# Records start

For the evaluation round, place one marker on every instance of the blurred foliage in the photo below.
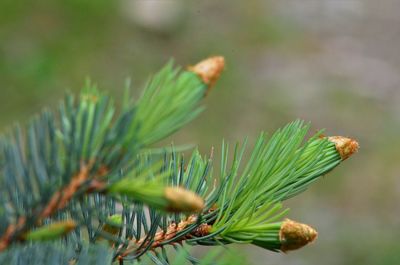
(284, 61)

# Records end
# Records start

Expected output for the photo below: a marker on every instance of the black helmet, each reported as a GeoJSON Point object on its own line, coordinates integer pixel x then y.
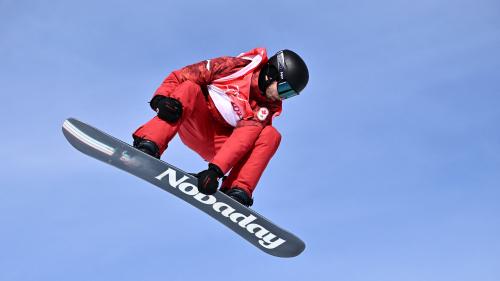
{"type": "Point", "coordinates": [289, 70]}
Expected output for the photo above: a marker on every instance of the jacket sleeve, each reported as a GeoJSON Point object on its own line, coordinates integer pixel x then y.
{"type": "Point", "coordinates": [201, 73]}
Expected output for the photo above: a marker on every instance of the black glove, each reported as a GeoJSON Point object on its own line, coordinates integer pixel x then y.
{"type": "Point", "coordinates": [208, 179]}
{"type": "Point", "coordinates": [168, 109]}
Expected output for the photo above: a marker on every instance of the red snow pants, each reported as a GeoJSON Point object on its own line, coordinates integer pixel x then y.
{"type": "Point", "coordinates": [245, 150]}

# Records end
# Records start

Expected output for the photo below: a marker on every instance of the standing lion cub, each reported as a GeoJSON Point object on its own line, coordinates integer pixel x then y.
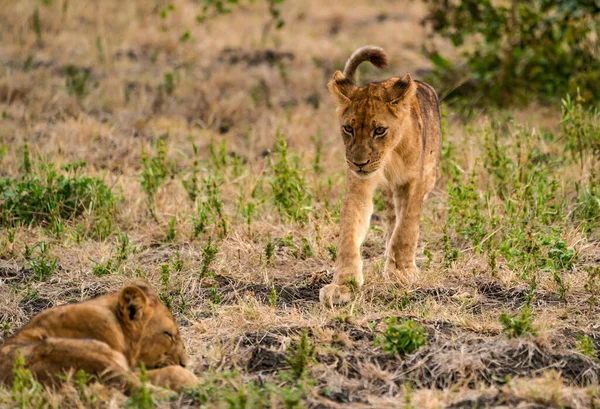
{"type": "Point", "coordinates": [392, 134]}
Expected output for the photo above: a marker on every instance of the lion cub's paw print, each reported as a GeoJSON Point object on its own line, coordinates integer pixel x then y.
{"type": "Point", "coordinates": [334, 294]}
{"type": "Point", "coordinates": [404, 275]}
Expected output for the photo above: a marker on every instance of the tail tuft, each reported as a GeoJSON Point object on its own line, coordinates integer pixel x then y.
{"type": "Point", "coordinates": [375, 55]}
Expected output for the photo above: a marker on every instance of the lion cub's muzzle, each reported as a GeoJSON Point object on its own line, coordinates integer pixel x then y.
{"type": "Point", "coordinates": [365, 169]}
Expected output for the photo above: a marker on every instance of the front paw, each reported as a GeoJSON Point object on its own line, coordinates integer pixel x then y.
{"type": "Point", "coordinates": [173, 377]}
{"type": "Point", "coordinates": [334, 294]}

# Records end

• [Task details]
State how many lines of the material above contain the string "Expected". Case must match. Reply with only the number.

• [Task result]
9